• Document extract:
● ● ● ● ●
Fast Company reports that Mojo integrates a thin solid-state battery within the lens, which is meant to last all day and be charged via wireless conduction in something similar to an AirPods case when not in use. The farther-reaching goal however is continuous charging via a thin, necklace-like device. All of this tiny tech, which will also include a radio for smartphone tethering, will be covered with a painted iris.

Image courtesy Mojo Vision, via CNET

Mojo also maintains that its upcoming version will have eye-tracking and some amount of computer vision—two elements that separate smart glasses from augmented reality glasses.
● ● ● ● ●
(Records of labeled points)
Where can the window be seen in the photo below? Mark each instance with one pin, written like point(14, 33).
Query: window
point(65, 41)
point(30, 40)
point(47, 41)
● ● ● ● ●
• To be done:
A - In the Mojo lens excerpt, what does the text say eye-tracking and computer vision do? Answer in one to three sentences.
B - Please answer these questions on the Mojo lens excerpt, one a line:
(i) Where is the thin solid-state battery placed?
(ii) What will cover the tiny tech?
(iii) What two features does Mojo say its upcoming version will have?
C - Carry on the Mojo lens excerpt from the point where it stops.

• Answers for this exercise:
A - Eye-tracking and computer vision are the two elements that separate smart glasses from augmented reality glasses. Mojo says its upcoming version will have eye-tracking and some amount of computer vision.

B -
(i) Within the lens.
(ii) A painted iris.
(iii) Eye-tracking and some amount of computer vision.

C -
Smart glasses overlay simple information into the user’s field of view although it doesn’t interact naturally with the environment. Augmented reality, which is designed to insert digital objects and information seamlessly into reality, requires accurate depth mapping and machine learning. That typically means more processing power, bigger batteries, more sensors, and larger optics for a wide enough field of view to be useful. Whether Mojo’s lenses will be able to do that remains to be seen, but it at least has a promising start as a basically invisible pair of smart glasses.

Whatever the case, it appear investors are pitching into Mojo Vision’s vision. It’s thus far garnered $108 million in venture capital investments, coming from the likes of Google’s Gradient Ventures, Stanford’s StartX fund, HP Tech Ventures, Motorola Solutions Venture Capital, and LG.